| SET TASK A |
Answer these questions from the text on function volatility:
(i) What is the default volatility value?
(ii) When caching is done, what are its scope and duration?
(iii) What expression does the body of volatile_result() select?
| SET TASK B |
Write the next part of the text on function volatility, picking up after its final sentence.
:: DOCUMENT SEGMENT ::
Alterable function-only attributes
The volatility attribute has these allowed values:
The default is volatile.
This attribute allows the function's author to state a promise about the timespan over which a given (set of) actual arguments uniquely determines the function's return value. According to what is promised, PostgreSQL (and therefore YSQL) is allowed to cache some number of "return-value-for-actual-arguments" pairs—in pursuit of improving performance. If caching is done, the scope is a single session and the duration is limited to the session's lifetime.
Notice that "is allowed to cache" does not mean "will cache". The mere possibility is critical to the definition of the semantics of volatility. The conditions that make caching more, or less, likely are a separable concern.
Tautologically, PostgreSQL (and therefore YSQL) is unable to detect if the promise is good—so an author who gives a false promise is asking for wrong results.
See the PostgreSQL documentation for more detail.
The section 38.7. Function Volatility Categories explains some of the more subtle aspects of function volatility. In particular, it makes this recommendation:
For best optimization results, you should label your functions with the strictest volatility category that is valid for them.
The section 43.11.2. Plan Caching explains the caching mechanism and how it is tied to the notion of prepare and the possibility that a prepared statement might (or might not) cache its execution plan.
This denotes no promise at all. Here's a compelling demonstration of a function where volatile is the only possible honest choice:
drop function if exists volatile_result() cascade; create function volatile_result() returns text volatile language sql as $body$ select gen_random_uuid()::text; $body$; select volatile_result() as v1, volatile_result() as v2;
This is a typical result:
v1 | v2 --------------------------------------+-------------------------------------- bf4b4d1d-081a-4186-adc6-173016e0f485 | f9b210dc-d42b-4a88-bdd9-cca1949e0319
The function volatile_result() returns different results upon successive evaluations even during the execution of a single SQL statement.
:::
:: SUPPLIED DATA ::
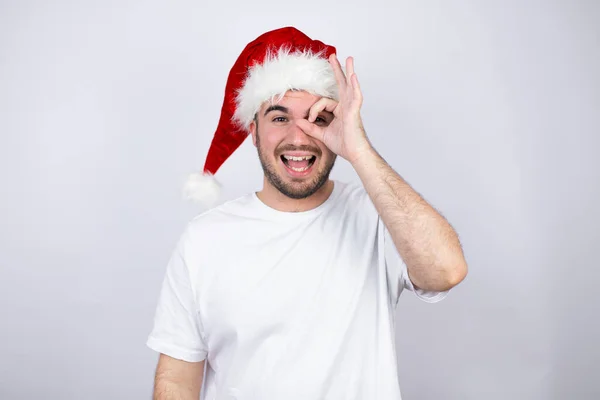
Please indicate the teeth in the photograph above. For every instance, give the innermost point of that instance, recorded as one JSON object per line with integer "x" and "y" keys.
{"x": 297, "y": 158}
{"x": 299, "y": 169}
:::
| EXPECTED ANSWER A |
(i) Volatile.
(ii) The scope is a single session, and the duration is limited to that session's lifetime.
(iii) gen_random_uuid()::text

| EXPECTED ANSWER B |
This denotes a promise that holds good just for the duration of a SQL statement's execution. The human analyst can readily see that this following function can honestly be marked as stable:
drop function if exists stable_result(text) cascade; create function stable_result(which in text) returns text stable language sql as $body$ select case when which = 'a' then current_setting('x.a') when which = 'b' then current_setting('x.b') end; $body$;
The scope of a user-defined session parameter like "x.a" is just the single session that sets it. And, in the example, the human can readily see that the code of stable_result() doesn't set "a.x" or "x.b" — and that no other route exists to setting it from elsewhere while stable_result() is executing. Test it like this:
set x.a = 'dog'; set x.b = 'cat'; select stable_result('a'), stable_result('b');
Clearly, the return values from stable_result() can be different when it's invoked in a new SQL statement thus:
set x.a = 'frog'; set x.b = 'bird'; select stable_result('a'), stable_result('b');
When you mark a function as immutable, you give permission for PostgreSQL (and therefore YSQL) to build a session-duration cache where the key to a cache-entry is the vector of actual arguments with which the function is invoked and the key's payload is the function's return value.
(The caching mechanism is the prepared statement and the possibility to cache an execution plan with it. But you needn't understand the mechanism in order to understand the semantic proposition.)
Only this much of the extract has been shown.